Return, without any change, everything in the listing below from the line containing "# test: pointer emits one marker per instance of the black" down to the end of the listing, both ends included.

(Excerpts from a pointing dataset)
────────
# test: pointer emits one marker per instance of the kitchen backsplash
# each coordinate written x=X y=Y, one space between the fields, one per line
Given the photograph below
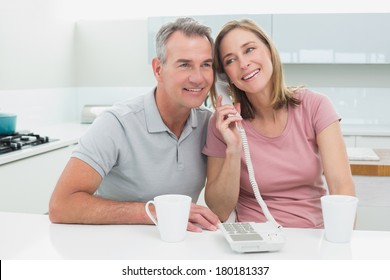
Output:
x=37 y=107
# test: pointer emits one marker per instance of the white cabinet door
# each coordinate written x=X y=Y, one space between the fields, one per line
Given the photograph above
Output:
x=333 y=38
x=378 y=142
x=349 y=141
x=26 y=185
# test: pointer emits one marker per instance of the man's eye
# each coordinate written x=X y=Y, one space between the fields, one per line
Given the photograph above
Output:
x=248 y=50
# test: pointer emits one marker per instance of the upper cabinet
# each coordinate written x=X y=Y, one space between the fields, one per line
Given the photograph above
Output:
x=215 y=22
x=332 y=38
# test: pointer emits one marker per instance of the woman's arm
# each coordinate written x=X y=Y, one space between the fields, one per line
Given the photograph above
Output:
x=335 y=160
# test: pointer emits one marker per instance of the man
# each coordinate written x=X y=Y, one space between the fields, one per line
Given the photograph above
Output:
x=146 y=146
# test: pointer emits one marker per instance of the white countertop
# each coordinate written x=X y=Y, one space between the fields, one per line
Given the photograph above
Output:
x=65 y=134
x=365 y=129
x=31 y=236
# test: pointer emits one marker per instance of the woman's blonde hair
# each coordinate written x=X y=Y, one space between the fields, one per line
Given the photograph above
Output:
x=281 y=96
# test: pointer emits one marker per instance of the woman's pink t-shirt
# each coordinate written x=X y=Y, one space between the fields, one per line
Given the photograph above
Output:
x=287 y=168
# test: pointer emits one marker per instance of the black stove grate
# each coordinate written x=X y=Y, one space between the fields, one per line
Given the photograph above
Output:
x=18 y=141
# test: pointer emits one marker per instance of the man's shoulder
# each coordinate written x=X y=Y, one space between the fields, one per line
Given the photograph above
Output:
x=128 y=106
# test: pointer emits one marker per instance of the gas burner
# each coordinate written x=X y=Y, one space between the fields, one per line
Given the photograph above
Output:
x=18 y=141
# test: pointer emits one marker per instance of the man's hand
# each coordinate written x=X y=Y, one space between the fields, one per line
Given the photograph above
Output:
────────
CORRECT ANSWER
# test: pointer emits one marker per instance of the black stove grate
# each coordinate written x=X y=Y, one space between the fields, one per line
Given the photograph above
Output:
x=18 y=141
# test: pointer emits one marker per instance of the man's shoulder
# each coordinate written x=X y=Y, one space between the fields, one per line
Given the photograph above
Output:
x=128 y=106
# test: pointer emits one marker per instance of the gas burner
# each coordinate written x=X y=Y, one space between the fields, one per line
Given the photograph above
Output:
x=18 y=141
# test: pointer emits one marker per instance of the man's hand
# each coordinate written x=X y=Y, one space between the fields, one per line
Given the photograph above
Output:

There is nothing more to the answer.